Position identification records
● ● ● ● ● ● ●

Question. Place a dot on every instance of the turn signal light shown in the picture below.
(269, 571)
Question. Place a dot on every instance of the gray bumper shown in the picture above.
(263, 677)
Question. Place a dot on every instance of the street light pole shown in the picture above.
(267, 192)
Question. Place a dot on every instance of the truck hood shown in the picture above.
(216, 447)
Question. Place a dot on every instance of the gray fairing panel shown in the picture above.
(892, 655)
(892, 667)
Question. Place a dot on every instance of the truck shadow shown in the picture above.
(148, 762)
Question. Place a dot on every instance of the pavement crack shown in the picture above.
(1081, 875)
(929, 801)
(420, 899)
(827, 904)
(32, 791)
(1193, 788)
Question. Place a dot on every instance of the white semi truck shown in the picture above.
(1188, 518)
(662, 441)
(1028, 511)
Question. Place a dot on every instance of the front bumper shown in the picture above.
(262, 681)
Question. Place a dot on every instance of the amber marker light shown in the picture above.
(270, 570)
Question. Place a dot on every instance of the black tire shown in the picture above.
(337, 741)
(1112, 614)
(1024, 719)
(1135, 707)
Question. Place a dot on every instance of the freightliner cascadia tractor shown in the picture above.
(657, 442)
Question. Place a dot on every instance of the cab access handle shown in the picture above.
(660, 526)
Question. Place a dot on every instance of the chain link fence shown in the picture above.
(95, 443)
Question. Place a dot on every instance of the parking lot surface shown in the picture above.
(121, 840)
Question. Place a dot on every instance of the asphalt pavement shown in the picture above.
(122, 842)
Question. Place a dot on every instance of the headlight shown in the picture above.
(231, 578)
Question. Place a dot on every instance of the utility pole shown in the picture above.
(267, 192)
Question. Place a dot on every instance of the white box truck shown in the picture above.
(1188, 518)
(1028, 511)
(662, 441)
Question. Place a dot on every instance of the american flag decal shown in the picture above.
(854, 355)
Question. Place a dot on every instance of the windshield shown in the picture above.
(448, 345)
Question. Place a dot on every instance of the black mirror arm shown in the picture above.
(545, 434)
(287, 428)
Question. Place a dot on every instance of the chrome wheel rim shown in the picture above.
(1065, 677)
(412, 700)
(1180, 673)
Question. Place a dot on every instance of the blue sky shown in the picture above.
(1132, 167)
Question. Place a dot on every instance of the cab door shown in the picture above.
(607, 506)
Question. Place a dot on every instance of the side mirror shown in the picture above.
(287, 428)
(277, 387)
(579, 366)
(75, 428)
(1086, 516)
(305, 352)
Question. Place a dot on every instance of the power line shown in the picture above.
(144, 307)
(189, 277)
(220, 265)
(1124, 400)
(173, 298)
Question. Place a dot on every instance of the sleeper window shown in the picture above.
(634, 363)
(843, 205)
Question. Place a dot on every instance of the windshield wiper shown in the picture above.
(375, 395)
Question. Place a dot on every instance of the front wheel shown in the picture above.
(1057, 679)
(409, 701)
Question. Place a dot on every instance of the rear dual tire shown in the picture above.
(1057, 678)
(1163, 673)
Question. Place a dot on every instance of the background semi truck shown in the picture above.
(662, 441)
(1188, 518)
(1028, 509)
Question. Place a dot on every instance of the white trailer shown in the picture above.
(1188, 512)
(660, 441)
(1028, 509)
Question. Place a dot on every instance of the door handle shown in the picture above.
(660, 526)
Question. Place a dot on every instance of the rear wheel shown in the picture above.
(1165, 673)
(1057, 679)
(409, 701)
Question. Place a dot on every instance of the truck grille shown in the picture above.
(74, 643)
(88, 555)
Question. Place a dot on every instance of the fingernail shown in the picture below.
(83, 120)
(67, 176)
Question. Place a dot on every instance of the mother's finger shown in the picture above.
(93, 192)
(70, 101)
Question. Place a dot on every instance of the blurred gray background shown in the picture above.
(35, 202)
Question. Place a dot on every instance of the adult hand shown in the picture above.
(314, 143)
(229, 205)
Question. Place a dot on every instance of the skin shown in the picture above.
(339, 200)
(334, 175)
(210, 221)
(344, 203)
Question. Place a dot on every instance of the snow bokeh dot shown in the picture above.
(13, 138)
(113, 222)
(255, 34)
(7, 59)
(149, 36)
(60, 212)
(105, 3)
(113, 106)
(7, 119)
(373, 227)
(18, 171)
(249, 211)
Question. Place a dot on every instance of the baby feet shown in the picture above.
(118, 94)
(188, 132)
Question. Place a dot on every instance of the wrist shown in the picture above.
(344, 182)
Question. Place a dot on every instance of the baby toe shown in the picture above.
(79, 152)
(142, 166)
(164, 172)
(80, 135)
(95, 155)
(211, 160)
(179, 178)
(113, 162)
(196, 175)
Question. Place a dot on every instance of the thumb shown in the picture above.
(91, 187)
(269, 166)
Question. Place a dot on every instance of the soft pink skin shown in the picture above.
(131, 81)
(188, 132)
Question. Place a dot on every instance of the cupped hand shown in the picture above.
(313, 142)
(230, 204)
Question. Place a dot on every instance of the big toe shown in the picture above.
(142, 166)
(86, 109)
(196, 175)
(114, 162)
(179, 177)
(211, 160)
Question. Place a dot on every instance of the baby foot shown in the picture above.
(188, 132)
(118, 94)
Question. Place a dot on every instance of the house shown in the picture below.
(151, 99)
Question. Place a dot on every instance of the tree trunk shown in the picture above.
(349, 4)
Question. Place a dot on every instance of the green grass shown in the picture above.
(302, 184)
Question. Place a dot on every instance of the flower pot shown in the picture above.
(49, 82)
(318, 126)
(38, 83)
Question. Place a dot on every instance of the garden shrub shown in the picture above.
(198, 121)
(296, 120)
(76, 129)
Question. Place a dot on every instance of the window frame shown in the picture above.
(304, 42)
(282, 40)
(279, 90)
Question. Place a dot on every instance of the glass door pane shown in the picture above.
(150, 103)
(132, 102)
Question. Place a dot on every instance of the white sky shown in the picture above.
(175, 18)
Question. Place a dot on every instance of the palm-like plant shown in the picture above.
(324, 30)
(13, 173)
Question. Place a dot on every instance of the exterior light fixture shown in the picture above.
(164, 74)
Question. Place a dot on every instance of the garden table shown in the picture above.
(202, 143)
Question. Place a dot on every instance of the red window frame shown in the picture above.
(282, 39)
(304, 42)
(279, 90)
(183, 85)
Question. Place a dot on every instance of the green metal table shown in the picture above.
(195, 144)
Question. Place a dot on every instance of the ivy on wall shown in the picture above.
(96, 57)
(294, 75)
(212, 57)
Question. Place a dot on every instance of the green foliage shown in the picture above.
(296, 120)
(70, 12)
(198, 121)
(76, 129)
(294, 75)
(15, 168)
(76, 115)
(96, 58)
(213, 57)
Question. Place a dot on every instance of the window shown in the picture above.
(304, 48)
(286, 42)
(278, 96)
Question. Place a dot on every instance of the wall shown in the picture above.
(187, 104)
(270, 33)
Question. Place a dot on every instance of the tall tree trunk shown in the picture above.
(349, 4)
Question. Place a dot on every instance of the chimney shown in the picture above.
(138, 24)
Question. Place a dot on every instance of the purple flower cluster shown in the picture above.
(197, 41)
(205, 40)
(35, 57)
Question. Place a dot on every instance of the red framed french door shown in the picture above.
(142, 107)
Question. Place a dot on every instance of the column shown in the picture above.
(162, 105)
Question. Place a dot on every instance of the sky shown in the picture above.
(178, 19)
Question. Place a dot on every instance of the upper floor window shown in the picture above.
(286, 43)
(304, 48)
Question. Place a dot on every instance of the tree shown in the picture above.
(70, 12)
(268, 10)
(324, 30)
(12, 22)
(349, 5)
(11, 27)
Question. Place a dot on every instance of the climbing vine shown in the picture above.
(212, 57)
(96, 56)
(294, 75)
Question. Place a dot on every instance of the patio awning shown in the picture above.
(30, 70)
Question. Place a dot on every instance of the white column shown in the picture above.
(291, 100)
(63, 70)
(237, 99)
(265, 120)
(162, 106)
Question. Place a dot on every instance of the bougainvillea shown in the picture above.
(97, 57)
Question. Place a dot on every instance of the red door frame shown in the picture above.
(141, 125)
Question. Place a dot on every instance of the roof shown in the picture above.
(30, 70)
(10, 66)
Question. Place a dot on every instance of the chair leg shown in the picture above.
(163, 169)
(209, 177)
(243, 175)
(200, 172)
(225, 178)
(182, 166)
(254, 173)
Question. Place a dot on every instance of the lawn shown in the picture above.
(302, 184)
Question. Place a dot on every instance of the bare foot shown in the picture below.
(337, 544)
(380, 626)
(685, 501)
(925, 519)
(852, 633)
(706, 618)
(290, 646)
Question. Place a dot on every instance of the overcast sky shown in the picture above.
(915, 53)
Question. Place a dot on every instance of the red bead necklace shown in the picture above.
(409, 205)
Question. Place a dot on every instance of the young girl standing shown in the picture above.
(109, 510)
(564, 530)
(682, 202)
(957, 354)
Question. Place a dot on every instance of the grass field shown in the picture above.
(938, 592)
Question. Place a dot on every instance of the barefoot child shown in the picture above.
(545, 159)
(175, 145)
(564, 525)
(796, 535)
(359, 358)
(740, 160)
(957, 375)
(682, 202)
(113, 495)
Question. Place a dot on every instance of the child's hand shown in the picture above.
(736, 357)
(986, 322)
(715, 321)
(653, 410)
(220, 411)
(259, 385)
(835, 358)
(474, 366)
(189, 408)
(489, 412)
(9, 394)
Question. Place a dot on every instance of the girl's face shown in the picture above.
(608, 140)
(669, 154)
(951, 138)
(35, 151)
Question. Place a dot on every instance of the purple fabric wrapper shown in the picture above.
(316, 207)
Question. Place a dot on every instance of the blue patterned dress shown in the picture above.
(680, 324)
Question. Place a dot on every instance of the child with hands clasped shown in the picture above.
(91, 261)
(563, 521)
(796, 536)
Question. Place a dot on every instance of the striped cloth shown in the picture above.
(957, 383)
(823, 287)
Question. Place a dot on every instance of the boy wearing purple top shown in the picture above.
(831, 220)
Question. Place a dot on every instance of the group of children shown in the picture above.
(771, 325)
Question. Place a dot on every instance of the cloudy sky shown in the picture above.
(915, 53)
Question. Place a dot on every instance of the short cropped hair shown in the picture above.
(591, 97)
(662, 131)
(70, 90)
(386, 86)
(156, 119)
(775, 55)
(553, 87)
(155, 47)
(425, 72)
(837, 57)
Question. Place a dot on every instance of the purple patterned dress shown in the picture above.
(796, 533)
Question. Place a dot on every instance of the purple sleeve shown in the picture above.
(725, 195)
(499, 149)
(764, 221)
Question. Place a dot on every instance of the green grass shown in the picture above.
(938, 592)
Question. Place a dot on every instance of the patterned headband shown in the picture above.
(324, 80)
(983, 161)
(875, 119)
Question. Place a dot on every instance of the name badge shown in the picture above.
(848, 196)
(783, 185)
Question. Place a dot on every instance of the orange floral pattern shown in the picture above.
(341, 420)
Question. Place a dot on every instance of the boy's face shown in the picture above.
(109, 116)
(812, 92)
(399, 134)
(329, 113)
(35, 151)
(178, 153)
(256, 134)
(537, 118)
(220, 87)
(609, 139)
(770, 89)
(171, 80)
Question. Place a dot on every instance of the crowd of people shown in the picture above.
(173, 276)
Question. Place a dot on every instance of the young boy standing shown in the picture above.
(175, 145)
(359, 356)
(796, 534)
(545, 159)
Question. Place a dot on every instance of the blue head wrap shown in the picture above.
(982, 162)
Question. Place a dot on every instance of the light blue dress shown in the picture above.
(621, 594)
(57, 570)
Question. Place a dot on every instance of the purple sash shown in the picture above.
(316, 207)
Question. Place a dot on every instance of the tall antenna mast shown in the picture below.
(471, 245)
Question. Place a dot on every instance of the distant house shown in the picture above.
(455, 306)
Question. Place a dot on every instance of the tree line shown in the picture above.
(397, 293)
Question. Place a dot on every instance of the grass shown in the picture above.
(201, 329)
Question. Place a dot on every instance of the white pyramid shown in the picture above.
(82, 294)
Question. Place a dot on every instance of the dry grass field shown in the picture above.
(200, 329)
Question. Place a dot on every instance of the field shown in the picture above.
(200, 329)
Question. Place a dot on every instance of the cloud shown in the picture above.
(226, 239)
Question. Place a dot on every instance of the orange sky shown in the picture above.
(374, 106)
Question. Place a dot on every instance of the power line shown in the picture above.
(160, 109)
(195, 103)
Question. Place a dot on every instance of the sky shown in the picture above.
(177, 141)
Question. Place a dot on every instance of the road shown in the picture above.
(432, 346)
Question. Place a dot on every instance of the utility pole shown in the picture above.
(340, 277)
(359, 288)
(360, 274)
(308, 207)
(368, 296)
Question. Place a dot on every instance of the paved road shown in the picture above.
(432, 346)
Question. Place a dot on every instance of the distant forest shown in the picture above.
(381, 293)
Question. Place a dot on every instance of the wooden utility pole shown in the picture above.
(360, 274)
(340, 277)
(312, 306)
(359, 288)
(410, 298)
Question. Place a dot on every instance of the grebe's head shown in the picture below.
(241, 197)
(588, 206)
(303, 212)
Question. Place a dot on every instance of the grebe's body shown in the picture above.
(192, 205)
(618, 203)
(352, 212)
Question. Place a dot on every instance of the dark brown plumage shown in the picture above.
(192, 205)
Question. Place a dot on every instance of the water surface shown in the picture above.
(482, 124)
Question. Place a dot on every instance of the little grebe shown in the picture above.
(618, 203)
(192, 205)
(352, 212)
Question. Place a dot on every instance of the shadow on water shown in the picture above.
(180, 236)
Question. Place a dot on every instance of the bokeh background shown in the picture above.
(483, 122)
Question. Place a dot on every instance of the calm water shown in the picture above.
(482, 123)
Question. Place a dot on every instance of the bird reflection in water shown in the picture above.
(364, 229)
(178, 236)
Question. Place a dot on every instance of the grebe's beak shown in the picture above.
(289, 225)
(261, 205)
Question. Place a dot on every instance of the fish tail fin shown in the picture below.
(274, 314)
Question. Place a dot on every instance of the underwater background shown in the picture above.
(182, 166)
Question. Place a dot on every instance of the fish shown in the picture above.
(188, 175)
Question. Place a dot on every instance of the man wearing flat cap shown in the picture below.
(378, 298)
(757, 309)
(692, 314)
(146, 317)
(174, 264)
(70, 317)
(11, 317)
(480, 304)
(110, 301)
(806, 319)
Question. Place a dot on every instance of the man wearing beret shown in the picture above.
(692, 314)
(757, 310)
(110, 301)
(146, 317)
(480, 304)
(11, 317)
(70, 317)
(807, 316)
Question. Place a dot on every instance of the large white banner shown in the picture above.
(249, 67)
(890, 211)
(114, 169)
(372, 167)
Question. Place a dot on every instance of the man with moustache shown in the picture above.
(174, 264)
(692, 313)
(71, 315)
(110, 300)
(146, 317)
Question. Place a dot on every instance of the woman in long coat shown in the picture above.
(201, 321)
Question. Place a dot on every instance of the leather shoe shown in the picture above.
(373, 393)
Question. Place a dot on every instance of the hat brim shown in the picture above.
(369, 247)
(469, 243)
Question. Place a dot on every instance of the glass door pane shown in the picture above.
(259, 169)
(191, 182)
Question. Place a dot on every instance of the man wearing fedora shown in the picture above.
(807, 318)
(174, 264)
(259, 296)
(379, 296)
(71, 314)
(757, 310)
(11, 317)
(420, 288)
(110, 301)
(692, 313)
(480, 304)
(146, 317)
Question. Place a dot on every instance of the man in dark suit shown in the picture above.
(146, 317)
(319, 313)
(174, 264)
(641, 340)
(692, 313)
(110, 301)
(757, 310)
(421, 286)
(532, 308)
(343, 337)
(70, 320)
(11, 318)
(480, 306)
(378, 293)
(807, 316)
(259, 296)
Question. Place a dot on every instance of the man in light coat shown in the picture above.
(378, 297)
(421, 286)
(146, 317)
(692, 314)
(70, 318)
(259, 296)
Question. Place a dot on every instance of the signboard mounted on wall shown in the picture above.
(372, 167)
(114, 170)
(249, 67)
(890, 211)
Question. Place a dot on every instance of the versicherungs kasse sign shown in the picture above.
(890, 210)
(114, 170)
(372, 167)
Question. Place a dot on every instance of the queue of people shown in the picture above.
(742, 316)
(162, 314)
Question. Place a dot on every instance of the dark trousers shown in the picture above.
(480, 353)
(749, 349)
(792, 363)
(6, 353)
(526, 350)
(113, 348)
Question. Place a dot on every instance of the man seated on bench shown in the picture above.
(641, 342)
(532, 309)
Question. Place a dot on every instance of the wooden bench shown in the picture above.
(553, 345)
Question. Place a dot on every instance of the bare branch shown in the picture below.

● ● ● ● ● ● ●

Problem to solve:
Write out only what runs from the line holding "fedora shown in the picture above." through the last line of the records, exactly as shown.

Solution to this exercise:
Question. Place a dot on every instance of the man wearing fedora shown in the picture above.
(807, 318)
(174, 264)
(259, 296)
(379, 296)
(71, 314)
(757, 310)
(11, 317)
(420, 288)
(110, 301)
(692, 313)
(480, 304)
(146, 317)
Question. Place a dot on every instance of the man in dark suit shown in the picture above.
(146, 317)
(319, 313)
(174, 264)
(641, 340)
(692, 313)
(110, 301)
(757, 310)
(421, 286)
(532, 308)
(343, 337)
(70, 320)
(11, 318)
(480, 306)
(378, 293)
(807, 316)
(259, 296)
Question. Place a dot on every instance of the man in light coat shown in the picture above.
(378, 297)
(421, 286)
(146, 317)
(692, 314)
(70, 318)
(259, 296)
Question. Place a dot on every instance of the signboard mounted on wall shown in the picture above.
(372, 167)
(114, 170)
(249, 67)
(890, 211)
Question. Place a dot on every instance of the versicherungs kasse sign shown in the picture above.
(890, 210)
(114, 170)
(372, 167)
Question. Place a dot on every instance of the queue of people shown in the picture above.
(742, 316)
(162, 314)
Question. Place a dot on every instance of the dark trousers shown in the picture above.
(480, 353)
(749, 349)
(792, 363)
(6, 353)
(526, 350)
(113, 348)
Question. Place a dot on every instance of the man seated on bench shown in the picture above.
(641, 342)
(532, 309)
Question. Place a dot on every instance of the wooden bench shown in the picture above.
(553, 345)
Question. Place a dot on every instance of the bare branch shown in the picture below.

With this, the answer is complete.